— Selected passage —
___

- Venue: Swimming Stadium Tourelles
- Dates: 17 July (semifinals) 18 July (final)
- Competitors: 17 from 7 nations

Medalists
- 1st place, gold medalist(s):  / Elizabeth Becker / United States
- 2nd place, silver medalist(s):  / Aileen Riggin / United States
- 3rd place, bronze medalist(s):  / Caroline Fletcher / United States

= Diving at the 1924 Summer Olympics – Women's 3 metre springboard =

The women's 3 metre springboard, also reported as plongeons du tremplin (English: trampoline diving), was one of five diving events on the diving at the 1924 Summer Olympics programme. The competition was actually held from both 3 metre and 1 metre boards. The competitors performed six dives of their choice. The competition was held on Thursday 17 July 1924, and Friday 18 July 1924. Seventeen divers from seven nations competed.

___

— Raw records —
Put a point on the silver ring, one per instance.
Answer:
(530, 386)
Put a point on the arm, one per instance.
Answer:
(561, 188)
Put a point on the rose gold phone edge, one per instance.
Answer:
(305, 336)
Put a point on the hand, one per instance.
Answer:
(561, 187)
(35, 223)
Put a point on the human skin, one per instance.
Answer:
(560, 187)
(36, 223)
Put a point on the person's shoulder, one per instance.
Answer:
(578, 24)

___

— Actions to take —
**A)** In the text on the 1924 women's 3 metre springboard, how many dives did each competitor perform?
**B)** For the text on the 1924 women's 3 metre springboard, say whether each statement agrees with it: (i) The event used both 3 metre and 1 metre boards. (ii) The final was held on 17 July. (iii) The competitors came from nine nations.

— Task results —
**A)** Six dives of their choice.

**B)**
(i) Yes: "The competition was actually held from both 3 metre and 1 metre boards."
(ii) No: "18 July (final)"
(iii) No: "17 from 7 nations"